#### Recorded data

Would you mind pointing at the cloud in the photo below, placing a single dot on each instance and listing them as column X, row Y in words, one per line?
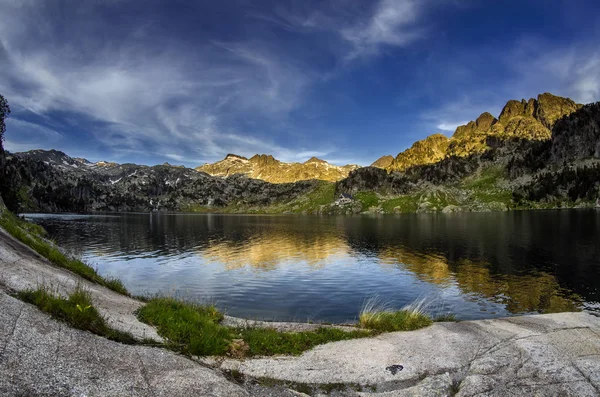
column 362, row 29
column 567, row 70
column 393, row 23
column 133, row 93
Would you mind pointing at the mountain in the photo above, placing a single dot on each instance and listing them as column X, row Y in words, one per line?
column 383, row 162
column 269, row 169
column 538, row 153
column 532, row 119
column 528, row 167
column 51, row 181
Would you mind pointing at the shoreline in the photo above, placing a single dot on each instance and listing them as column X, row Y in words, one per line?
column 551, row 354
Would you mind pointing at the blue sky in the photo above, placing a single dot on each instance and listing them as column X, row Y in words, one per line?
column 348, row 81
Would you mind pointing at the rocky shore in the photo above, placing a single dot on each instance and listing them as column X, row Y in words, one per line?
column 554, row 354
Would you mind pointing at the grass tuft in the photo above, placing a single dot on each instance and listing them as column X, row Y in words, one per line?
column 445, row 318
column 34, row 236
column 195, row 329
column 268, row 341
column 382, row 319
column 188, row 327
column 76, row 310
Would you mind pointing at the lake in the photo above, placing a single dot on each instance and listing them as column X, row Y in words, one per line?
column 325, row 268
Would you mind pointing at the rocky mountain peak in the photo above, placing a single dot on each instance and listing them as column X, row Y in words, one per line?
column 383, row 161
column 232, row 156
column 550, row 108
column 481, row 125
column 314, row 159
column 263, row 159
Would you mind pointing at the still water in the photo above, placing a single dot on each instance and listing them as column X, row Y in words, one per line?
column 474, row 265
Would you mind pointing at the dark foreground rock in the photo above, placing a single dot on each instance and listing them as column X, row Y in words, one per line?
column 545, row 355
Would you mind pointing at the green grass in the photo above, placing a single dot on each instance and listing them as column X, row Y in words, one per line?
column 367, row 199
column 187, row 327
column 487, row 179
column 377, row 317
column 408, row 203
column 76, row 310
column 267, row 342
column 34, row 236
column 323, row 194
column 445, row 318
column 195, row 329
column 390, row 321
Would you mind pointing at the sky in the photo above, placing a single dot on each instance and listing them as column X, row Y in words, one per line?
column 187, row 82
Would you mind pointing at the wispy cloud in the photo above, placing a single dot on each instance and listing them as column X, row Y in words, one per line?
column 393, row 23
column 569, row 70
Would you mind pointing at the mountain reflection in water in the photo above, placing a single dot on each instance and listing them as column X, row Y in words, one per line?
column 324, row 268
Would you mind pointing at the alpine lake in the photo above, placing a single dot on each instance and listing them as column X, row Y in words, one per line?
column 327, row 268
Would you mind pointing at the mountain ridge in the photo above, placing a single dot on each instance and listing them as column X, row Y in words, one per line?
column 267, row 168
column 528, row 119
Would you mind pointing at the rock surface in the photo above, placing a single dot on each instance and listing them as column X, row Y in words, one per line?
column 267, row 168
column 51, row 181
column 555, row 354
column 532, row 120
column 21, row 269
column 43, row 357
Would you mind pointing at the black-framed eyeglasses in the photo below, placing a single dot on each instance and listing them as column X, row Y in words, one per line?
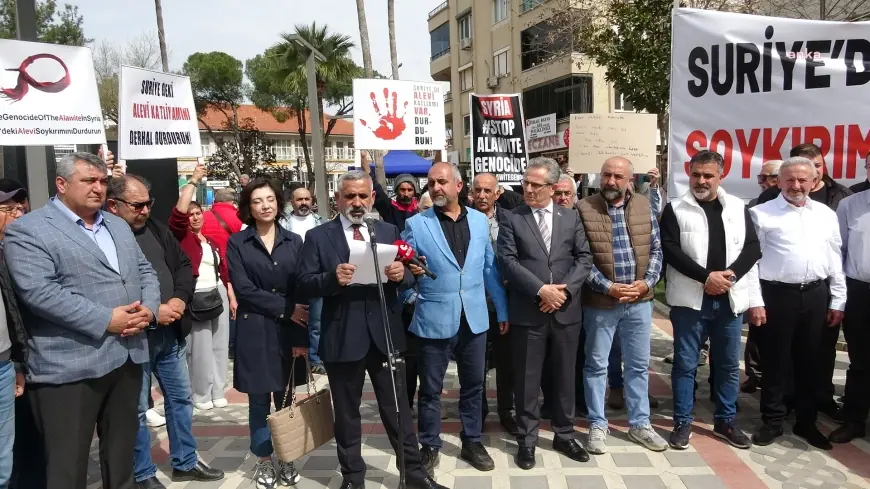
column 138, row 206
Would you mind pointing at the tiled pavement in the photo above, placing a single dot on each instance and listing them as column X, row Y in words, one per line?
column 707, row 464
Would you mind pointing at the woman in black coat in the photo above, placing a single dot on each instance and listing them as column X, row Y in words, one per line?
column 270, row 324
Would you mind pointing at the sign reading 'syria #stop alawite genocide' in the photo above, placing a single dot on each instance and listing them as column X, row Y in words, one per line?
column 48, row 95
column 397, row 114
column 498, row 137
column 156, row 116
column 753, row 87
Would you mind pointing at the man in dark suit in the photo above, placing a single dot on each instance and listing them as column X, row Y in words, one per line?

########

__Task to complete__:
Once the pictures are removed, print all the remaining data exactly as it stands.

__Response area__:
Would you mind pointing at the cloud in the photo below, placing a single dot on each instance and listing them as column X, row Y in words, one per line?
column 362, row 29
column 567, row 70
column 393, row 23
column 133, row 93
Would you mind pointing at the mountain in the photo above, placing a single dot on each instance and listing them as column X, row Y in words, one per line?
column 383, row 162
column 269, row 169
column 538, row 153
column 532, row 119
column 528, row 167
column 51, row 181
Would you mind pointing at the shoreline in the photo above, placing a single dot on each instance and listing them as column X, row Y in words, one per line?
column 551, row 354
Would you mind pointing at the blue sky in the photo above, placing a single dot on each instance and listing them as column X, row Y in words, one per line?
column 348, row 81
Would you mind pointing at the rocky shore in the photo above, placing a single dot on each instance and listing them as column X, row Y in words, one per line?
column 554, row 354
Would you mind pointing at the grass tuft in the photo above, placing a single dot on each instance and listing them as column X, row Y in words, one per line?
column 445, row 318
column 34, row 236
column 195, row 329
column 268, row 341
column 382, row 319
column 188, row 327
column 76, row 310
Would you mind pointing at the lake in the photo above, placing a single dot on each instance and listing them as column X, row Y in words, one per line?
column 325, row 268
Would you mind pointing at the rocky mountain peak in the photo above, placing a single dot on each instance and listing them as column X, row Y in words, one per line?
column 383, row 161
column 232, row 156
column 550, row 108
column 481, row 125
column 314, row 159
column 263, row 159
Would you mind pointing at the still water in the photo above, placing a single dot on each instance and listing them as column X, row Y in words, one per line?
column 474, row 265
Would you mind pointing at the dark foreground rock in the photo above, placing a single dot on each instance and listing them as column X, row Y in words, one per line?
column 545, row 355
Would you mind pointing at the green grass in the photo above, placing a single dot on each instance and listing them as column X, row Y in words, one per line?
column 367, row 199
column 187, row 327
column 487, row 179
column 377, row 317
column 408, row 203
column 76, row 310
column 267, row 342
column 34, row 236
column 323, row 194
column 445, row 318
column 195, row 329
column 390, row 321
Would you mind pointing at the sky in the photo above, placing a single dot on each instance and listing them as column X, row Y in words, one per line?
column 187, row 82
Would you mind pointing at the wispy cloud in the photo above, placing a single dot on each instance and listing them as column X, row Y in words, one per line?
column 393, row 23
column 569, row 70
Would you mind pointing at the mountain reflection in water in the photo above, placing a single dot on each instance and listing them as column X, row Y in words, one per line?
column 324, row 268
Would you mind pointing at the alpine lake in the photo above, placing a single dot on each instance and listing them as column X, row Y in words, one per line?
column 327, row 268
Would you mind pointing at the mountain ridge in the photo above, placing a single dot on each instance and listing them as column X, row Y in words, one per line?
column 267, row 168
column 528, row 119
Would you mind pointing at the rock surface in the photo above, placing a single dot on each instance and listing them as column X, row Y in words, one per line?
column 267, row 168
column 51, row 181
column 555, row 354
column 532, row 120
column 21, row 269
column 43, row 357
Would you mind pointing at the black-framed eyeglasses in the photo below, placing a single dot on each instance and listing them as column X, row Y in words, one per line?
column 138, row 206
Would you mind pointing at the tiled pavement in the photo above, placing a single dot on each instance and listing them as column X, row Y in words, one per line?
column 707, row 464
Would you mind pointing at the woman in black coat in the photo above, placing a single dot on each instance and listing them as column X, row Y in words, one per line?
column 270, row 324
Would you mind pointing at the sign reading 'syria #stop alawite genocide' in the photo above, placing a single dot on each instance and listing them as column X, row Y in words, one per line?
column 48, row 95
column 397, row 114
column 498, row 137
column 156, row 116
column 753, row 87
Would you mind pointing at the man in dark suit in the photo above, placing a single dot on each instance and listing them as column X, row Y in words, one per line?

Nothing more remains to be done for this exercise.